Supplied information

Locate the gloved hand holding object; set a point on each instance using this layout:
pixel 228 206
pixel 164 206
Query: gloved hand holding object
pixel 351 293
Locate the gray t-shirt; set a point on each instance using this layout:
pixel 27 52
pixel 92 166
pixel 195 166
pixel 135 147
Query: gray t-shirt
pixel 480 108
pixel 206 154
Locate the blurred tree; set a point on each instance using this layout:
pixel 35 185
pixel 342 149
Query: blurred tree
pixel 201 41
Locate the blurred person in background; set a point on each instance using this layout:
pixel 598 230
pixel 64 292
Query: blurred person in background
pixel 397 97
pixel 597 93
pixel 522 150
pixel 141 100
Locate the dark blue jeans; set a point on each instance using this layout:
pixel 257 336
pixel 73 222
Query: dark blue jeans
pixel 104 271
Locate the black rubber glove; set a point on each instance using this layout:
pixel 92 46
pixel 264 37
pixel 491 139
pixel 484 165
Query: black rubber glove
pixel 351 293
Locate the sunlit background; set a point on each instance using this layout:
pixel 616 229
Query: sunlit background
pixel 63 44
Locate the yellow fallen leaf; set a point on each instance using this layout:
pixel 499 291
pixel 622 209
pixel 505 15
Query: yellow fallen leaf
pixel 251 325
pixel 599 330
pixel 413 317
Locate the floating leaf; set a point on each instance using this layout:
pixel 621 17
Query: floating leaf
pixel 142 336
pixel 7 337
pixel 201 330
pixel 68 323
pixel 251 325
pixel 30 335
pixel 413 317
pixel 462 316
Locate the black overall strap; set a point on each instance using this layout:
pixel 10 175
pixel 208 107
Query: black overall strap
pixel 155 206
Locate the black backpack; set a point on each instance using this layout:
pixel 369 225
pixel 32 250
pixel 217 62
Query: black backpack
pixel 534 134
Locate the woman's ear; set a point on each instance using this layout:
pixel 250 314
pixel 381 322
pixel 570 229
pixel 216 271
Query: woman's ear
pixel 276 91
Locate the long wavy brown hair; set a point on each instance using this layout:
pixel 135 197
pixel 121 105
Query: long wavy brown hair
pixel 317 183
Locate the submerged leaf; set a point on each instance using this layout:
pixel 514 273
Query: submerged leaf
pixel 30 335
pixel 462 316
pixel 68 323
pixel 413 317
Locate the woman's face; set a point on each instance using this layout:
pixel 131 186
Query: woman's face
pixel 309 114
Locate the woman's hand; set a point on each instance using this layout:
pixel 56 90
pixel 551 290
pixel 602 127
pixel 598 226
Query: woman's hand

The task
Copy all of the rows above word for word, keeping every line in its original order.

Output for this task
Locate the gloved hand holding object; set a point on each instance using this layout:
pixel 228 206
pixel 164 206
Query: gloved hand holding object
pixel 351 293
Locate the gray t-shirt; set a point on each instance using this layout:
pixel 27 52
pixel 92 166
pixel 195 166
pixel 135 147
Query: gray t-shirt
pixel 480 108
pixel 206 154
Locate the blurred tree; set a point on each instance using this layout:
pixel 35 185
pixel 342 149
Query: blurred tree
pixel 201 41
Locate the blurred person in background; set a point on each instance using this layout:
pixel 598 230
pixel 64 292
Query: blurred person in background
pixel 397 97
pixel 597 93
pixel 522 150
pixel 141 100
Locate the dark blue jeans; set a point on each instance using this layout:
pixel 257 336
pixel 73 222
Query: dark blue jeans
pixel 104 271
Locate the black rubber glove; set a point on each instance using this layout:
pixel 92 46
pixel 264 37
pixel 491 139
pixel 484 165
Query: black rubber glove
pixel 351 293
Locate the sunlit background; set a point on each instance using this layout:
pixel 616 229
Query: sunlit background
pixel 63 44
Locate the yellow fallen leaf; set a point on each instance using this layout:
pixel 499 291
pixel 622 209
pixel 505 15
Query: yellow fallen leaf
pixel 251 325
pixel 599 330
pixel 413 317
Locate the floating leaf; set a point on each instance using this layout:
pixel 621 17
Query: floating leaf
pixel 142 336
pixel 7 337
pixel 201 330
pixel 68 323
pixel 251 325
pixel 30 335
pixel 413 317
pixel 462 316
Locate the black overall strap; set a point on each instance using this layout:
pixel 10 175
pixel 208 107
Query: black overall strap
pixel 155 206
Locate the black backpack; set a point on each instance using this layout:
pixel 369 225
pixel 32 250
pixel 217 62
Query: black backpack
pixel 534 134
Locate the woman's ear; set a point on each instance using this layout:
pixel 250 314
pixel 381 322
pixel 570 229
pixel 216 271
Query: woman's ear
pixel 276 91
Locate the long wavy brown hair; set a point on each instance using this layout:
pixel 135 197
pixel 121 105
Query: long wavy brown hair
pixel 317 183
Locate the submerged leaf; set a point on each instance using this layout:
pixel 514 273
Query: submerged leaf
pixel 30 335
pixel 462 316
pixel 68 323
pixel 413 317
Locate the woman's face; set a point on each instance using this layout:
pixel 131 186
Query: woman's face
pixel 309 114
Locate the woman's hand; set a point on each instance using this layout:
pixel 56 90
pixel 551 290
pixel 602 127
pixel 598 226
Query: woman's hand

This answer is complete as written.